**Extracted text:**
========================
Are these two families of sets the same without the assumption of measurability?

Question

Suppose we have a nonempty set $X$ and an outer measure $\mu$ on $\mathcal{P}(X)$. Let's denote the $\sigma$-algebra of $\mu$-measurable sets, i.e. $\sigma$-algebra from Caratheodoty extension theorem, as $S_{\mu}$. Suppose $A\subset X$. I wanted to check whether the following equality holds: $$S_{\mu|_{\mathcal{P}(A)}}=\{C\cap A:C\in S_{\mu}\}$$ I've managed to prove that $\{C\cap A:C\in S_{\mu}\}\subset S_{\mu|_{\mathcal{P}(A)}}$. Also I've managed to prove the reverse inclusion under the assumption that $A\in S_{\mu}$. Now my question is this, is the reverse inclusion true without the mentioned assumption ? I would be grateful if you could give me some hint to prove this statement or hint on constructing counterexample.

Answer 1

Let $X = \{a, b, c\}$ and $\mu(\{a\}) = \mu(\{b\}) = \mu(\{c\}) = 1$, $\mu(\{a, b\}) = \mu(\{a, c\}) = \mu(\{b, c\}) = 2$ and $\mu(\{a, b, c\}) = 10$.

Then $S_\mu = \{\varnothing, X\}$.

Take $A = \{a, b\}$. Then $S_{\mu|_{\mathcal P(A)}} = \mathcal P(A)$
========================
**Data shown:**
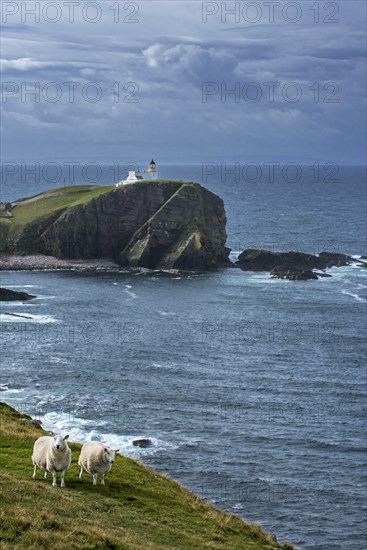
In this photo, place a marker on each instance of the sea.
(251, 389)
========================
**Instruction:**
In the thread on outer measures, put the sentence "I would be grateful if you could give me some hint to prove this statement or hint on constructing counterexample." into French.

**Solution to this task:**
Je vous saurais gré de me donner une indication pour démontrer cet énoncé ou une indication pour construire un contre-exemple.